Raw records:

◇ ◇ ◇ ◇

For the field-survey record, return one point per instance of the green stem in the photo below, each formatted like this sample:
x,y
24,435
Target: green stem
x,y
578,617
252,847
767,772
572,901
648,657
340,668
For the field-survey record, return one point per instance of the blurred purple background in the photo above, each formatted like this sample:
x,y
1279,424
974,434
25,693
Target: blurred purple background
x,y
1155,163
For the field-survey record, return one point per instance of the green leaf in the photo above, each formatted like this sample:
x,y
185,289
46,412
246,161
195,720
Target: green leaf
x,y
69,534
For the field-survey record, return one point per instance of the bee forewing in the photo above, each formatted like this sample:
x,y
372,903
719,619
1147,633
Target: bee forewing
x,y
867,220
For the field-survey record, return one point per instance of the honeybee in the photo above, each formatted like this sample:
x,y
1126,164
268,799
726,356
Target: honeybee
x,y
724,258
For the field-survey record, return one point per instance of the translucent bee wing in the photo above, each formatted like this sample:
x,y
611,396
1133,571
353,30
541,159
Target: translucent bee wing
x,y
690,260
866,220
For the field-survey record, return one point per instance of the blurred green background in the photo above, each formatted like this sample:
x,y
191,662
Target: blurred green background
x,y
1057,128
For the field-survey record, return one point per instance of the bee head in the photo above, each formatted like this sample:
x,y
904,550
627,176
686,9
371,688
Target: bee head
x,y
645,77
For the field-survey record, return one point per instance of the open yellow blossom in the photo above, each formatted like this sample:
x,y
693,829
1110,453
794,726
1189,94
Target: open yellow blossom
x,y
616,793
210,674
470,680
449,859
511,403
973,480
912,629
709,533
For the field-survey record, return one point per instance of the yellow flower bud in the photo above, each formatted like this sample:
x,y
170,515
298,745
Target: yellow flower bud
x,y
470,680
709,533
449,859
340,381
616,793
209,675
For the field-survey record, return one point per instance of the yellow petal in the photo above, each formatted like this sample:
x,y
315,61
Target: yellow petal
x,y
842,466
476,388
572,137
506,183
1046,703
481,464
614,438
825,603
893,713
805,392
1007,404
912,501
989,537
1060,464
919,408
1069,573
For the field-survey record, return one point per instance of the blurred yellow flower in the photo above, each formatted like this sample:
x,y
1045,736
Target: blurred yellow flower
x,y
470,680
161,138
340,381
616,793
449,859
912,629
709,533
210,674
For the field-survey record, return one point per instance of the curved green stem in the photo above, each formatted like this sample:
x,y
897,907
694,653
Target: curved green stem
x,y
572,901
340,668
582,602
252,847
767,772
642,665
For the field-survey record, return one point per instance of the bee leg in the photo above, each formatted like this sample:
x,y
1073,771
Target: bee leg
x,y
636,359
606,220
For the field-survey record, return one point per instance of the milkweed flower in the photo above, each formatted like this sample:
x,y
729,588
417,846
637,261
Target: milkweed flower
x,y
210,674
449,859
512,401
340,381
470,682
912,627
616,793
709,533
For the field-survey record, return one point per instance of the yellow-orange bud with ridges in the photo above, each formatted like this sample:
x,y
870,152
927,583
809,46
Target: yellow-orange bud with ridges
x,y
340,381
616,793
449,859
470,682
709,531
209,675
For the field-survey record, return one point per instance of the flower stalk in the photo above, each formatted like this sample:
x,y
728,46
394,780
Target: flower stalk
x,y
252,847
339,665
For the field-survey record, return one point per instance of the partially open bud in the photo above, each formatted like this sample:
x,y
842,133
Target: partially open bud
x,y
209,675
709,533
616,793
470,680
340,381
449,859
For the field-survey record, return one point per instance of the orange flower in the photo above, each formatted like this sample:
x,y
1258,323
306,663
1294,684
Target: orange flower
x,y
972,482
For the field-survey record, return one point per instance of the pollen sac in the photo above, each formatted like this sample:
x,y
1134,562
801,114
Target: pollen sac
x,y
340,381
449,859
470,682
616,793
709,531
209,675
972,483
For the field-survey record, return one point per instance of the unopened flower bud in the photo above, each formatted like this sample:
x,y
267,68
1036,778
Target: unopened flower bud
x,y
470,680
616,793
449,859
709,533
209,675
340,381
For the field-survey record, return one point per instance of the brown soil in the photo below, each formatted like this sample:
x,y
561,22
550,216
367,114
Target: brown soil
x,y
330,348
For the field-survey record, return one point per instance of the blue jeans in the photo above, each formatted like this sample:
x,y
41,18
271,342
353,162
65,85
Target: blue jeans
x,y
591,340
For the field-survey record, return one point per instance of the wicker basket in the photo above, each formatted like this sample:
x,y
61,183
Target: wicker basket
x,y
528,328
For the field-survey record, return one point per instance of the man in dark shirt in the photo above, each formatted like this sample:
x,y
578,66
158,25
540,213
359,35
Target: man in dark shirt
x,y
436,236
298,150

◇ ◇ ◇ ◇

- [Description of the task] Transcribe all of the material exactly. Omit nothing.

- [Task response]
For the field-survey record, return one point per instance of the green stem in the photo below, each formatted like this sample:
x,y
24,435
Target: green stem
x,y
578,617
252,847
767,772
572,901
648,657
340,668
For the field-survey record, return one point per instance of the blurred purple background in the photo above, each formatted like this sample:
x,y
1279,424
974,434
25,693
Target: blurred purple background
x,y
1155,163
For the field-survey record, return one point per instance of the green leaf in the photo above, each formatted like this sample:
x,y
185,289
46,412
246,161
195,720
Target: green leaf
x,y
69,534
For the field-survey record, return one point per instance of the bee forewing in the photo above, each formatted like this sample:
x,y
372,903
719,619
1147,633
Target: bee forewing
x,y
867,220
For the field-survey record, return one point per instance of the honeybee in the photo above, each formatted like this sample:
x,y
1126,164
268,799
726,356
Target: honeybee
x,y
724,258
For the field-survey record, return one point per instance of the translucent bee wing in the photo above, each formatted like this sample:
x,y
611,396
1133,571
353,30
541,159
Target: translucent bee wing
x,y
690,260
866,220
For the field-survey record, return one point per instance of the blurred green background in the photo above, each formatted like this sample:
x,y
191,662
Target: blurred green background
x,y
1057,128
For the field-survey record, return one point per instance of the bee head in the photo above, each formatted like this sample:
x,y
904,550
627,176
686,9
371,688
Target: bee head
x,y
645,77
For the field-survey record, return one point per instance of the open yellow blossom in the photo above, each formatted like this sample:
x,y
693,829
1110,453
794,726
1189,94
Target: open yellow blossom
x,y
616,793
210,674
470,680
449,859
511,403
973,480
912,629
709,533
For the field-survey record, return one point per instance of the yellow flower bud in the photo above, each formatted like this sample:
x,y
170,515
298,745
Target: yellow flower bud
x,y
470,680
709,533
449,859
340,381
616,793
209,675
For the field-survey record, return one point per instance of the yellow petal in the photo above, each formatted like this sample:
x,y
315,61
Target: yellow petal
x,y
842,466
476,388
572,137
506,183
1046,703
481,464
614,438
825,603
893,713
805,392
1007,404
912,501
989,537
1060,464
919,408
1069,573
For the field-survey record, return one point per instance of the blurred yellow flower in the photo above, each formatted like this sample:
x,y
1045,736
Target: blurred yellow flower
x,y
470,680
161,138
340,381
616,793
449,859
912,629
709,533
210,674
For the field-survey record, return one point per instance of the curved green stem in the photo above, each formatted like this sample:
x,y
897,907
694,653
Target: curved green stem
x,y
572,901
340,668
582,602
252,847
767,772
642,665
For the field-survey record, return one point per instance of the bee leg in the photo above, each formatted like this sample:
x,y
1073,771
Target: bee leg
x,y
636,359
606,220
For the field-survey record, return one point per instance of the milkweed flower in the photo above, each formatted like this sample:
x,y
729,588
417,846
637,261
Target: milkweed flower
x,y
210,674
449,859
512,401
340,381
470,682
912,627
616,793
709,533
For the field-survey record, return one point per instance of the yellow-orange bud with ridges in the photo above, each formatted like this sample:
x,y
870,152
927,583
809,46
Target: yellow-orange bud with ridges
x,y
340,381
616,793
449,859
470,682
709,531
209,675
For the field-survey record, return one point per instance of the flower stalk in the photo above, each formatted like this sample:
x,y
728,46
394,780
Target: flower stalk
x,y
252,847
339,665
For the field-survey record, return one point per instance of the partially open bud in the photo above, each formatted like this sample:
x,y
842,133
Target: partially open bud
x,y
209,675
709,533
616,793
470,680
340,381
449,859
For the field-survey record, return one point per instance of the orange flower in the photo above, each formatted like this sample:
x,y
1258,323
306,663
1294,684
Target: orange flower
x,y
972,482
For the field-survey record, return one point per instance of the pollen sac in the photo above, each formatted like this sample:
x,y
1134,562
801,114
Target: pollen sac
x,y
340,381
449,859
470,682
616,793
709,531
209,675
972,483
For the field-survey record, return one point per instance of the unopened flower bud in the photo above, each formatted like this sample:
x,y
267,68
1036,778
Target: unopened flower bud
x,y
470,680
616,793
449,859
709,533
209,675
340,381
For the field-survey record, return one point per instance of the brown soil in the photo below, each formatted like this sample:
x,y
561,22
550,216
367,114
Target: brown soil
x,y
330,348
For the field-survey record, return one point per instance of the blue jeans in the photo above, each formatted like this sample:
x,y
41,18
271,342
353,162
65,85
Target: blue jeans
x,y
591,340
For the field-survey record, return one point per instance of the wicker basket in the photo above, each formatted like this sample:
x,y
61,183
Target: wicker basket
x,y
528,328
For the field-survey record, return one point per instance of the man in dark shirt in the photo above, each formatted like this sample:
x,y
578,66
158,25
540,213
359,35
Target: man in dark shirt
x,y
436,236
298,150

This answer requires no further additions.